◆ DESCRIPTION OF THE TASK ◆
Reproduce each of the following lines verbatim, from first to last.

Excerpts from location labeling data
-----

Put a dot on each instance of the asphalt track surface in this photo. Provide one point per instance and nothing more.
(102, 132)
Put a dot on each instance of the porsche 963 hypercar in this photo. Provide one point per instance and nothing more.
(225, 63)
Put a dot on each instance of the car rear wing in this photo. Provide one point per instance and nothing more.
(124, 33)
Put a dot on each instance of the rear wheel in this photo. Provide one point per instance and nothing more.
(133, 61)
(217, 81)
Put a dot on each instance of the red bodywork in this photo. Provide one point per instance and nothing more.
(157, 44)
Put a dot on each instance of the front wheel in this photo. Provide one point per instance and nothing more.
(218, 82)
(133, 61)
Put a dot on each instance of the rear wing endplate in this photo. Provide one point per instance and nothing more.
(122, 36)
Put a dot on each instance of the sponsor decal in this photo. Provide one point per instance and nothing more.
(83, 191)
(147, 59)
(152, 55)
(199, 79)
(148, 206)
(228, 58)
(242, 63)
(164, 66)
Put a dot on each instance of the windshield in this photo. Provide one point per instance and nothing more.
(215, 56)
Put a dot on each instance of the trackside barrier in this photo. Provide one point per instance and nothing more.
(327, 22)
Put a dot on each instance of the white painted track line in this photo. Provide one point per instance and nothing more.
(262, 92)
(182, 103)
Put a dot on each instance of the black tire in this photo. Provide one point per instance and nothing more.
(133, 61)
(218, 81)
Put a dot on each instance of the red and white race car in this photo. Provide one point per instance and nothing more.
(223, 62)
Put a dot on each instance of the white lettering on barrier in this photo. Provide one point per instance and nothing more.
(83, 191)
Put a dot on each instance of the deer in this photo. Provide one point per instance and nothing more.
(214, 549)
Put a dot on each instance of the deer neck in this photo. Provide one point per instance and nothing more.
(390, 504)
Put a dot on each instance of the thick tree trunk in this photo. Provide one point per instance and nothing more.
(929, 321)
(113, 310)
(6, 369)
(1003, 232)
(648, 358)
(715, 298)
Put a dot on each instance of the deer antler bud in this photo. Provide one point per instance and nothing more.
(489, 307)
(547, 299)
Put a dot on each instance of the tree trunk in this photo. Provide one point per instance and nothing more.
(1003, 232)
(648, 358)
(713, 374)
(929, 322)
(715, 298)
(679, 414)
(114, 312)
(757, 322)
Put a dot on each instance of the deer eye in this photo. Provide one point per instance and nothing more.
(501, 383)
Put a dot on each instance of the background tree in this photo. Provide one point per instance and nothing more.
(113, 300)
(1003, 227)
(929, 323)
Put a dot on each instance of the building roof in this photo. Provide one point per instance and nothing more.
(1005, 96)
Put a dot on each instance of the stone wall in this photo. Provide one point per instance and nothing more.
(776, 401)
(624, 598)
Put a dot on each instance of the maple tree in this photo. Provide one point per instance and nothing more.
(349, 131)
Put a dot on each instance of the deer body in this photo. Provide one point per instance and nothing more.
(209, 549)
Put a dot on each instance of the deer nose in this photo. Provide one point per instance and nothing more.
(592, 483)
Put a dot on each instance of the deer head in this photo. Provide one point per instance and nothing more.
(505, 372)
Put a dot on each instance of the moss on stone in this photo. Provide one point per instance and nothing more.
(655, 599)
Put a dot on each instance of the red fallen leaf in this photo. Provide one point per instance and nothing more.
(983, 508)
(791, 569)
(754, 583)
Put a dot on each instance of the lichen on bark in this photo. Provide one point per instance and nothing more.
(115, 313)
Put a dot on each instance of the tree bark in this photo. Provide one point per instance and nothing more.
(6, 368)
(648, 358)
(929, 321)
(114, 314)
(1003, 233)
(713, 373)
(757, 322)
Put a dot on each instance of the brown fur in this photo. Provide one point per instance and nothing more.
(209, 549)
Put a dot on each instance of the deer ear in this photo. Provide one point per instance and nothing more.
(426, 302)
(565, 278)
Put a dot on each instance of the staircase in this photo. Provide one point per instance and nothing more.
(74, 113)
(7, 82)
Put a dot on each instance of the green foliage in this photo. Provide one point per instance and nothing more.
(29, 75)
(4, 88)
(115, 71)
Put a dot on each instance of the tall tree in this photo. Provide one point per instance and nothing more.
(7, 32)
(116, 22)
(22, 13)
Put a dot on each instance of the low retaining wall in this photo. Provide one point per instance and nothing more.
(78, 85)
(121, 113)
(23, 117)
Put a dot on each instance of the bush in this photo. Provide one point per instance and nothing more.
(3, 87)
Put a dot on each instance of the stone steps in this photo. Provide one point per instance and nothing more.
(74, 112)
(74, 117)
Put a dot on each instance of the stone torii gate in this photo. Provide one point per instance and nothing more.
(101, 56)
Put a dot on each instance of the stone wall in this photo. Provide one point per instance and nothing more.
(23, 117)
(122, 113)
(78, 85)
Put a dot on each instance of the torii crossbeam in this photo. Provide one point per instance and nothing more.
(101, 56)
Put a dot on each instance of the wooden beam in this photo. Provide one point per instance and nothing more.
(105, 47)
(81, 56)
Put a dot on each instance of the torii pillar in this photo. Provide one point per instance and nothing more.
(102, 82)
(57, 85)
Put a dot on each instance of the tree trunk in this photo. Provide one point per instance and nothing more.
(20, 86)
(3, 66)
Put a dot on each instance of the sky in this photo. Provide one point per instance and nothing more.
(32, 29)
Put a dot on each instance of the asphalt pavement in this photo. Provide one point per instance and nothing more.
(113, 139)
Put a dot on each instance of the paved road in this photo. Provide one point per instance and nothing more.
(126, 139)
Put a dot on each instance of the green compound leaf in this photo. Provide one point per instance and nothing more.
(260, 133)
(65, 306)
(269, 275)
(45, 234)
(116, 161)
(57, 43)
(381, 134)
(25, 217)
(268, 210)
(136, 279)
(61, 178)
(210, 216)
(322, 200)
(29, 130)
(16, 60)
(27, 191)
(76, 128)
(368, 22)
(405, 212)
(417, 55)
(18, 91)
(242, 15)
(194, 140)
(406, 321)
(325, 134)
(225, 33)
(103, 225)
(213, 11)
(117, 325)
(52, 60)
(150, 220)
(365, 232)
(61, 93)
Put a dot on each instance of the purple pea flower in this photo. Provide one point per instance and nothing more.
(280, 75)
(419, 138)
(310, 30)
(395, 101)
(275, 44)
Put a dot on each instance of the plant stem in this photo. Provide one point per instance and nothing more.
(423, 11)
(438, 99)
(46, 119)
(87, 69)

-----

◆ RESULT OF THE EXERCISE ◆
Put a dot on each instance of the asphalt track surface in this photo. Provide one point per instance and nothing more.
(102, 132)
Put a dot on each instance of the porsche 963 hypercar in this photo. Provide one point per instance and nothing more.
(225, 63)
Put a dot on each instance of the car rear wing in this photo. Provide one point per instance and nothing more.
(124, 33)
Put a dot on each instance of the rear wheel in this photo. Provide one point per instance and nothing more.
(133, 61)
(217, 81)
Put a dot on each instance of the red bodywork in this photo. Provide one point per instance and nothing more.
(157, 44)
Put a dot on each instance of the front wheel in this photo. Provide one point per instance and nothing more.
(218, 82)
(133, 61)
Put a dot on each instance of the rear wing endplate in this photo. Provide one point per instance and nothing more.
(122, 36)
Put a dot on each instance of the sponsor decal in this photo. Provide one point per instance and nothing more.
(83, 191)
(147, 59)
(152, 55)
(199, 79)
(148, 206)
(228, 58)
(242, 63)
(164, 66)
Put a dot on each instance of the windshield in this photo. Provide one point per instance and nothing more.
(215, 56)
Put a dot on each instance of the trackside barrier in this photo. Provide one point per instance and nothing more.
(327, 22)
Put a dot on each instance of the white painted track line in this photo. Provide one point per instance and nothing more.
(262, 92)
(182, 103)
Put a dot on each instance of the black tire in this photo. Provide one point per instance and nothing more.
(133, 61)
(218, 81)
Put a dot on each instance of the red and white race car in this photo. Provide one point per instance and nothing more.
(223, 62)
Put a dot on each instance of the white lettering on barrier in this photo. Provide one point per instance and nothing more.
(83, 191)
Put a dot on each instance of the deer in this photo. Provide one point per instance and nothing more.
(214, 549)
Put a dot on each instance of the deer neck in this photo. Provide one point per instance and nothing more.
(390, 504)
Put a dot on each instance of the thick tree trunk in this photo. Provide one point per instance and nothing more.
(929, 321)
(113, 310)
(6, 369)
(1003, 232)
(648, 358)
(715, 298)
Put a dot on each instance of the deer antler bud in this photo. Provide one point per instance and nothing more.
(489, 307)
(547, 299)
Put a dot on each instance of the tree trunk in this photo. Provide one point per instance and nothing more.
(1003, 232)
(648, 358)
(713, 374)
(929, 322)
(715, 298)
(679, 414)
(114, 312)
(757, 322)
Put a dot on each instance of the deer eye in this photo. Provide one point per instance and nothing more.
(501, 383)
Put a dot on each instance of the background tree in this photo. Provide one point per instance and nothing more.
(113, 300)
(1003, 227)
(929, 323)
Put a dot on each instance of the building roof in this photo. Provide one point per instance and nothing more.
(1005, 96)
Put a dot on each instance of the stone wall in this photo. Provide one point per instance and nothing more.
(776, 401)
(624, 598)
Put a dot on each instance of the maple tree in this photo. Provide one point per instance and nothing more.
(349, 131)
Put a dot on each instance of the deer body in this photo. Provide one point per instance and nothing more.
(209, 549)
Put a dot on each instance of the deer nose in this photo. Provide one point per instance and nothing more.
(592, 483)
Put a dot on each instance of the deer head in this photo. Provide one point per instance and nothing more.
(505, 372)
Put a dot on each instance of the moss on stone in this photo. Provide one point per instance and nothing more.
(655, 599)
Put a dot on each instance of the red fallen leaf in this photo. Provide one point per instance and nothing more.
(983, 508)
(791, 569)
(754, 583)
Put a dot on each instance of the lichen on bark in this photo. Provide one point per instance and nothing more.
(115, 313)
Put a dot on each instance of the tree bark in this photo. Provide one point per instance and nothing more.
(6, 368)
(648, 358)
(929, 321)
(114, 314)
(1003, 233)
(713, 373)
(757, 322)
Put a dot on each instance of the brown fur in this photo. Provide one point per instance and nothing more.
(209, 549)
Put a dot on each instance of the deer ear in this photo. Provide one point per instance and nothing more.
(426, 302)
(565, 278)
Put a dot on each instance of the staircase in this photo. Provide one point per instance and nothing more.
(74, 113)
(7, 82)
Put a dot on each instance of the green foliage in this photo. Provide one point per instance and nothing more.
(29, 75)
(4, 88)
(115, 71)
Put a dot on each instance of the tall tree in this photo. Provide one point per instance and nothing more.
(7, 32)
(116, 22)
(22, 13)
Put a dot on each instance of the low retaining wall in this photo. Provide one point per instance and nothing more.
(78, 85)
(121, 113)
(23, 117)
Put a dot on each instance of the bush in this photo. Provide one point per instance and nothing more.
(3, 87)
Put a dot on each instance of the stone steps in this photo. Provide one point per instance and nothing more.
(74, 112)
(74, 117)
Put a dot on each instance of the stone torii gate in this photo. Provide one point per instance and nothing more.
(101, 56)
Put a dot on each instance of the stone wall in this photo. Provide one point per instance and nothing more.
(23, 117)
(122, 113)
(78, 85)
Put a dot on each instance of the torii crossbeam in this photo. Provide one point per instance and nothing more.
(101, 56)
Put a dot on each instance of the wooden beam in this photo. Provide one point per instance and nothing more.
(105, 47)
(81, 56)
Put a dot on each instance of the torii pillar in this photo. Provide one point per instance and nothing more.
(102, 82)
(57, 85)
Put a dot on each instance of the tree trunk in this photo. Provide one point per instance and nothing more.
(20, 86)
(3, 66)
Put a dot on each instance of the sky in this photo. Provide one point per instance and nothing more.
(32, 29)
Put a dot on each instance of the asphalt pavement in this photo. Provide one point per instance and nothing more.
(113, 139)
Put a dot on each instance of the paved road in this photo. Provide one point per instance and nothing more.
(126, 139)
Put a dot on each instance of the green compound leaf in this photo. Provide one point per instance and nothing more.
(260, 133)
(65, 306)
(269, 275)
(45, 234)
(116, 161)
(57, 43)
(381, 134)
(25, 217)
(268, 210)
(136, 279)
(61, 178)
(210, 216)
(322, 200)
(29, 130)
(16, 60)
(27, 191)
(76, 128)
(368, 22)
(405, 212)
(417, 55)
(18, 91)
(242, 15)
(194, 140)
(406, 321)
(325, 134)
(225, 33)
(103, 225)
(213, 11)
(117, 325)
(52, 60)
(150, 220)
(365, 232)
(61, 93)
Put a dot on each instance of the purple pea flower in this photo. Provide one point per instance and nothing more.
(280, 75)
(419, 138)
(310, 30)
(395, 101)
(275, 44)
Put a dot on each instance of the plant stem in this photo. Provide one point per instance and nothing more.
(423, 11)
(438, 99)
(46, 119)
(87, 69)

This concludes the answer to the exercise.